» Exercise directions: The data needs to be returned in full, exactly as it reads.
━━━━━ Records for this exercise ━━━━━
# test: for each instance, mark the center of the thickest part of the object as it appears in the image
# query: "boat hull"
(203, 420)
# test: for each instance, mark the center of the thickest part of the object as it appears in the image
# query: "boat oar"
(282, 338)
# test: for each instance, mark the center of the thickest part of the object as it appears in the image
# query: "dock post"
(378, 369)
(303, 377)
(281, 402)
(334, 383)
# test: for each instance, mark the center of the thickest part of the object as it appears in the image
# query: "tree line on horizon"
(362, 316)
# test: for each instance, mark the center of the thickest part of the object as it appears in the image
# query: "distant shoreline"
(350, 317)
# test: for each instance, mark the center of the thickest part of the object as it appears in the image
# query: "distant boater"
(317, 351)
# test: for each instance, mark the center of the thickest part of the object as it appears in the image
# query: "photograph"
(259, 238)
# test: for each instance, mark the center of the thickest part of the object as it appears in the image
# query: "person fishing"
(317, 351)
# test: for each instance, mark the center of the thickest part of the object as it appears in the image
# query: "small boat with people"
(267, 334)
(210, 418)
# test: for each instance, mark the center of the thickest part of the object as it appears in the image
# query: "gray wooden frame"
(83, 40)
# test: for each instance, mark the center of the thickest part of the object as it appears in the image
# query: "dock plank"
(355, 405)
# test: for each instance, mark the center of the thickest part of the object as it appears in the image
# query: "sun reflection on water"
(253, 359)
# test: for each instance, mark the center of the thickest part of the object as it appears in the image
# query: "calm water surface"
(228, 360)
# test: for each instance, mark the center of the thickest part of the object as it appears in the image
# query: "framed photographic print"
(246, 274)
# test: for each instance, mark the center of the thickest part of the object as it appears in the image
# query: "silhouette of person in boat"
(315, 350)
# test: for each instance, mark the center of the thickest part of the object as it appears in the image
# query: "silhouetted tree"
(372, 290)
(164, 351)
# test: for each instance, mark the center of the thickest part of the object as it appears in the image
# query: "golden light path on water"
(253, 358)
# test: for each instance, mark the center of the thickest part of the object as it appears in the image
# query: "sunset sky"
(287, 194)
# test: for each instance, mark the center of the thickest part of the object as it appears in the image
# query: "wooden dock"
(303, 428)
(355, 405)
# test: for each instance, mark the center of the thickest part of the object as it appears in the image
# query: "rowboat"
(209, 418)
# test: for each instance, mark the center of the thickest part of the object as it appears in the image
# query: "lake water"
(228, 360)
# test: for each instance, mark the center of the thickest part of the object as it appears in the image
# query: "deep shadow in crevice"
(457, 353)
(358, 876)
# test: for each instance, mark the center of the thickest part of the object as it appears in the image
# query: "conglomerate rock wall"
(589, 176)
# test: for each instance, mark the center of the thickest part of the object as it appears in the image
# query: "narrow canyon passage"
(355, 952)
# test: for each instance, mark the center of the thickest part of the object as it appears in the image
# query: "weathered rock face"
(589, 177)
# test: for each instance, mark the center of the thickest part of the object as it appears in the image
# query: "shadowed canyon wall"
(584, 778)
━━━━━
» Your solution:
# test: for each instance, mark the center of the thickest part of the object as it appears in the image
# query: "boat hull"
(203, 420)
# test: for each instance, mark the center of the thickest part of the object as it appears in the image
# query: "boat oar"
(282, 338)
# test: for each instance, mark the center of the thickest part of the object as it appears in the image
# query: "dock post"
(378, 369)
(303, 377)
(281, 402)
(334, 383)
# test: for each instance, mark the center of the thickest part of the object as it appears in the image
# query: "tree line on horizon"
(362, 316)
# test: for each instance, mark the center of the thickest part of the object as it appears in the image
# query: "distant shoreline"
(350, 317)
# test: for each instance, mark the center of the thickest part of the object as it appears in the image
# query: "distant boater"
(317, 351)
# test: for each instance, mark the center of the thickest part of the object as it appears in the image
# query: "photograph"
(259, 238)
# test: for each instance, mark the center of the thickest part of the object as it appears in the image
# query: "person fishing"
(317, 351)
# test: for each instance, mark the center of the thickest part of the object as it appears in the image
# query: "small boat with people"
(267, 334)
(210, 418)
# test: for each instance, mark the center of the thickest part of the object as it appears in the image
# query: "gray wooden frame"
(83, 40)
# test: for each instance, mark the center of the thickest part of the object as it appears in the image
# query: "dock plank"
(355, 405)
# test: for each instance, mark the center of the thickest part of the object as it appears in the image
# query: "sun reflection on water"
(253, 359)
# test: for each instance, mark the center of the thickest part of the object as it appears in the image
# query: "calm water surface"
(228, 360)
# test: for each instance, mark the center of the thickest part of the object as it appears in the image
# query: "framed photographic print"
(246, 274)
# test: for each instance, mark the center of the thickest part of the object as it appears in the image
# query: "silhouette of person in boat"
(315, 350)
# test: for each instance, mark the center of the thickest part of the object as it appears in the image
# query: "silhouetted tree"
(372, 290)
(164, 351)
# test: for each instance, mark the center of the thickest part of the object as it appears in the image
# query: "golden light path on water"
(253, 358)
# test: for each instance, mark the center of the thickest part of the object as it appears in the image
# query: "sunset sky"
(287, 194)
# test: for each instance, mark the center of the thickest part of the object as it appears in the image
# query: "wooden dock"
(303, 428)
(355, 405)
# test: for each instance, mark the center of the thickest part of the object as it appears in the image
# query: "rowboat"
(209, 418)
# test: for each instance, mark the center of the thickest part of the object as it appears in the image
# query: "lake water"
(228, 360)
# test: for each instance, mark the center of the thickest part of the object as it appears in the image
# query: "deep shadow in crevice"
(457, 353)
(358, 876)
# test: for each instance, mark the center of the thickest part of the object as it appears in the image
# query: "conglomerate rock wall"
(589, 176)
# test: for each instance, mark the center of the thickest part of the object as it appears in the image
# query: "narrow canyon passage"
(355, 952)
# test: for each instance, mark the center of the thickest part of the object as it appears in the image
# query: "weathered rock face"
(589, 177)
# test: for each instance, mark the center of the thickest part of the object as it appears in the image
# query: "shadowed canyon wall"
(584, 778)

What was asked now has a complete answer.